-- Data follows --

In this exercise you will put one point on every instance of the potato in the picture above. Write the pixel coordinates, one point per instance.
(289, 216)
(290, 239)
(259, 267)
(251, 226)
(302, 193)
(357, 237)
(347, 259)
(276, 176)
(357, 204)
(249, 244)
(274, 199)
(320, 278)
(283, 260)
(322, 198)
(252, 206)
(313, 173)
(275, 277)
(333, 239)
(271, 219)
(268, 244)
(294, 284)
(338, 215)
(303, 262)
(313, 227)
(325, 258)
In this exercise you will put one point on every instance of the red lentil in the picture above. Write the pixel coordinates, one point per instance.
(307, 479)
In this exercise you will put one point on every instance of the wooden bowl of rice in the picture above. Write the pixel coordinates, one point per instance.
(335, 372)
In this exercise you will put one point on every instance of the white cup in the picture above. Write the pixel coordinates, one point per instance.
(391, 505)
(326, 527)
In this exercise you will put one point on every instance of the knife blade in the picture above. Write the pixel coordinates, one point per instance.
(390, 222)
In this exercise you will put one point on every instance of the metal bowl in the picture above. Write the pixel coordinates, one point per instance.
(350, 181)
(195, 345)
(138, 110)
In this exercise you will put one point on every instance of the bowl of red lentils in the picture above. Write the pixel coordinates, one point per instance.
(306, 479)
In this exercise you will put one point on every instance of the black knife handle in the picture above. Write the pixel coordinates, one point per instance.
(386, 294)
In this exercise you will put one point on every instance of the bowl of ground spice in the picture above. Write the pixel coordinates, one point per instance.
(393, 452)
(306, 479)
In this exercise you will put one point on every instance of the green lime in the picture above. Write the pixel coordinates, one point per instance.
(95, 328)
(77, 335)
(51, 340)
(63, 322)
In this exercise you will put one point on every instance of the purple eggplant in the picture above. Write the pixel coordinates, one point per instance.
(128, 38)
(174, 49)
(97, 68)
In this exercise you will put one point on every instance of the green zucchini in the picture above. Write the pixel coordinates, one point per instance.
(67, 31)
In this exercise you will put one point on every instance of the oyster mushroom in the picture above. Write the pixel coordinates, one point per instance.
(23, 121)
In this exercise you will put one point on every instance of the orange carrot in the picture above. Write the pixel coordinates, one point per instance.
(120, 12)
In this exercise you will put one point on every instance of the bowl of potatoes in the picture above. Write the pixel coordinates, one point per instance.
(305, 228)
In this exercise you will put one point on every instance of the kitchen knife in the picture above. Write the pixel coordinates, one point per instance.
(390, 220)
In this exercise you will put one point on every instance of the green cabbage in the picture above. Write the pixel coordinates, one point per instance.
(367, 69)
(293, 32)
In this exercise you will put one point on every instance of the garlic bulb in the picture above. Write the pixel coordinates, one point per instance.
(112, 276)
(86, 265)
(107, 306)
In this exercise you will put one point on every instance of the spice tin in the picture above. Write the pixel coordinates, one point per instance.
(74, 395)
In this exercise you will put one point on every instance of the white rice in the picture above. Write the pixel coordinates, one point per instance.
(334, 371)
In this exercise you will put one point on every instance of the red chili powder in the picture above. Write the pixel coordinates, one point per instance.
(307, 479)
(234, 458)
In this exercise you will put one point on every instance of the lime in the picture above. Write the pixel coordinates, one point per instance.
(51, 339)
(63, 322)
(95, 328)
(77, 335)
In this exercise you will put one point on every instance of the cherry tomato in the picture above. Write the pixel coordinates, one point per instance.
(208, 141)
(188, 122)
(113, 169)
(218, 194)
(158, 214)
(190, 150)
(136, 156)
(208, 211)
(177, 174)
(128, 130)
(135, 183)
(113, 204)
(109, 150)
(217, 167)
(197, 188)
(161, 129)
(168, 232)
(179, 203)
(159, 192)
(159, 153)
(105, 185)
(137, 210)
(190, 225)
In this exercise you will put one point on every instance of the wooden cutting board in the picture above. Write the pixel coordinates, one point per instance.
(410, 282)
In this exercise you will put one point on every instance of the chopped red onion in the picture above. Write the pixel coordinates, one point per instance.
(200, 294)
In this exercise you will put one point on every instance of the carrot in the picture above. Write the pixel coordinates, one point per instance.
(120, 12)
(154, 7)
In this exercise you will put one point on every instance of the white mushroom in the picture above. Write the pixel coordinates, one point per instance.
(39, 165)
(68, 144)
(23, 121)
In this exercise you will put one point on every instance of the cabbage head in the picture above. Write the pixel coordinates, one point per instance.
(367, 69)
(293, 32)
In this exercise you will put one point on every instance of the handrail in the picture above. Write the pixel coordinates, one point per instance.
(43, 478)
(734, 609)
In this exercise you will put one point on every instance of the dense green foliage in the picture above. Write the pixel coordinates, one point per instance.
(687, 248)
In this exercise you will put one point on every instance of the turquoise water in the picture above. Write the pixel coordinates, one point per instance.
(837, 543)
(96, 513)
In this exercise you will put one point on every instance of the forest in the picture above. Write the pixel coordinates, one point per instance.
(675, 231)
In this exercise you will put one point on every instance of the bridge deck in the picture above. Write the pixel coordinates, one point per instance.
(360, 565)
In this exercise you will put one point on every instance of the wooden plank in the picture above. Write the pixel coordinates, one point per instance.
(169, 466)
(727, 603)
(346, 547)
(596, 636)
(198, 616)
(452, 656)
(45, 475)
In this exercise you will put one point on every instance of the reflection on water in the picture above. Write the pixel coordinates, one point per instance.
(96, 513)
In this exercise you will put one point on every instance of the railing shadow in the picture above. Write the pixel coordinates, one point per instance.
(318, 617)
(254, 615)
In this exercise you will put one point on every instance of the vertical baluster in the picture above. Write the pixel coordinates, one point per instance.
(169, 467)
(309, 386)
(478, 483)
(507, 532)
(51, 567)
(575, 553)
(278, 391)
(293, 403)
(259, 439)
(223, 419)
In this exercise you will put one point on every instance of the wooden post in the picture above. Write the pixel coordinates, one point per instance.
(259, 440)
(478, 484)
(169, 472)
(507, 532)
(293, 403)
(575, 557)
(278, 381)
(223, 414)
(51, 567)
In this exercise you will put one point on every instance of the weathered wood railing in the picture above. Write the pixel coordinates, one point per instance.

-- Data concluded --

Required action: Reproduce all of the data exactly as given.

Solution for this task:
In this exercise you will put one point on every instance of the potato in the picture above. Write the pixel coordinates, one point per instance.
(289, 216)
(290, 239)
(259, 267)
(251, 226)
(302, 193)
(357, 237)
(347, 259)
(276, 176)
(357, 204)
(249, 244)
(274, 199)
(320, 278)
(283, 260)
(322, 198)
(252, 206)
(313, 173)
(275, 277)
(333, 239)
(271, 219)
(268, 244)
(294, 284)
(338, 215)
(303, 262)
(313, 227)
(325, 258)
In this exercise you will put one point on every instance of the red lentil in the picture above. Write the pixel coordinates, one point per instance.
(307, 479)
In this exercise you will put one point on every instance of the wooden bowl of rice in the picture above. Write the pixel coordinates, one point per instance.
(335, 372)
In this exercise you will put one point on every instance of the white cup in the picture above. Write the pixel coordinates, one point per instance.
(391, 505)
(326, 527)
In this exercise you will put one point on every instance of the knife blade in the picture above. Write the pixel coordinates, one point per instance.
(390, 222)
In this exercise you will put one point on every instance of the metal bowl in the picture above. Write the pixel coordinates, one point per instance.
(350, 181)
(195, 345)
(138, 110)
In this exercise you will put one point on every instance of the bowl of red lentils in the picture above. Write the pixel coordinates, one point per instance.
(306, 479)
In this exercise you will put one point on every instance of the black knife handle in the picture above. Write the pixel coordinates, one point per instance.
(386, 294)
In this exercise you will put one point on every instance of the bowl of ground spice in the picture above. Write the pixel coordinates, one point per instance.
(393, 452)
(306, 479)
In this exercise you will put one point on every instance of the green lime in the picture above. Write the pixel coordinates, one point per instance.
(95, 328)
(77, 335)
(51, 340)
(63, 322)
In this exercise you will put one point on every instance of the purple eggplant in the picture above. Write the pixel coordinates, one point per instance.
(128, 38)
(174, 49)
(97, 68)
In this exercise you will put one point on every instance of the green zucchini in the picture above. Write the pixel coordinates, one point per instance.
(67, 31)
In this exercise you will put one point on every instance of the oyster mushroom in the picture above. Write the pixel coordinates, one point per instance.
(23, 121)
In this exercise you will put one point on every instance of the orange carrot in the picture above. Write the pixel coordinates, one point per instance.
(120, 12)
In this exercise you will put one point on every instance of the bowl of potatoes in the picture above. Write the pixel coordinates, one point per instance.
(305, 228)
In this exercise you will put one point on every instance of the kitchen knife in the picture above. Write the pixel coordinates, one point per instance.
(390, 220)
In this exercise you will put one point on every instance of the green cabbage in the picture above. Write the pixel coordinates, one point per instance.
(367, 69)
(293, 32)
In this exercise you will put one point on every instance of the garlic bulb in the picture above. Write the pixel coordinates, one point per instance.
(112, 276)
(86, 265)
(107, 306)
In this exercise you will put one point on every instance of the spice tin in the picture above. Write the pixel coordinates, one point per instance.
(74, 395)
In this exercise you will put one point on every instance of the white rice in the picture above. Write the pixel coordinates, one point per instance.
(334, 371)
In this exercise you will put one point on every instance of the red chili powder in the picture above. Write the pixel coordinates, one point per instance.
(307, 479)
(234, 458)
In this exercise you will put one point on every instance of the lime in the picture above. Write the pixel coordinates, one point per instance.
(51, 339)
(63, 322)
(95, 328)
(77, 335)
In this exercise you will put one point on every instance of the cherry tomato in the picture above. Write the pixel coordinates, one point per instance.
(208, 141)
(188, 122)
(113, 169)
(218, 194)
(158, 214)
(190, 150)
(136, 156)
(208, 211)
(177, 174)
(128, 130)
(135, 183)
(113, 204)
(109, 150)
(217, 167)
(197, 188)
(161, 129)
(168, 232)
(179, 203)
(159, 192)
(159, 153)
(105, 185)
(137, 210)
(190, 225)
In this exercise you will put one point on every instance of the wooden cutting board in the picture above. Write the pixel coordinates, one point per instance.
(410, 282)
In this exercise you will put one point on every instance of the chopped red onion in the picture above. Write the pixel coordinates, one point per instance.
(200, 294)
In this exercise you will put one point on every instance of the carrot in the picture above. Write the pixel coordinates, one point per instance.
(120, 12)
(154, 7)
In this exercise you will put one point on every instance of the white mushroom in the picture above. Write the pixel coordinates, one point per instance.
(39, 165)
(68, 144)
(23, 121)
In this exercise you will put one point on every instance of the cabbage head in the picture above. Write the pixel coordinates, one point per instance.
(367, 69)
(293, 32)
In this exercise you will put one point on every instance of the handrail in the picture above. Write the pixel coordinates, one point per instance.
(43, 478)
(734, 609)
In this exercise you will put one point on every instance of the dense green foliage in the picture above. Write the pixel coordinates, one point per instance.
(687, 248)
In this exercise you will put one point on every instance of the turquoise water in the picture above. Write the pixel coordinates, one point per instance.
(837, 543)
(96, 513)
In this exercise you will put one point on every instance of the forest in the picture above. Write the pixel coordinates, one point per instance.
(675, 231)
In this exercise you will put one point on every instance of the bridge deck in the picture above. Write the pixel coordinates, one point per instance.
(360, 565)
In this exercise you will put one point on every instance of the wooden plank in the picture above. Write the pixel coordinates, one point per instance.
(169, 466)
(727, 603)
(346, 547)
(596, 636)
(198, 616)
(452, 656)
(45, 475)
In this exercise you will put one point on every instance of the reflection on water in the picture above. Write the pixel coordinates, one point per instance.
(96, 513)
In this exercise you will put one point on every instance of the railing shadow in the picture above. Write the pixel coordinates, one point per instance.
(318, 617)
(254, 615)
In this exercise you will put one point on every instance of the vertical baluster in the picture above. Write the pixel coordinates, one point per instance.
(169, 467)
(309, 386)
(478, 483)
(507, 532)
(51, 567)
(575, 553)
(278, 391)
(293, 403)
(259, 439)
(223, 419)
In this exercise you will put one point on every instance of the wooden post in the picture above. Write the pixel coordinates, one point per instance.
(259, 440)
(478, 484)
(169, 472)
(507, 532)
(293, 403)
(575, 557)
(278, 381)
(223, 414)
(51, 567)
In this exercise you will put one point on every instance of the weathered wood railing in the picture above. Write the pixel coordinates, one point per instance.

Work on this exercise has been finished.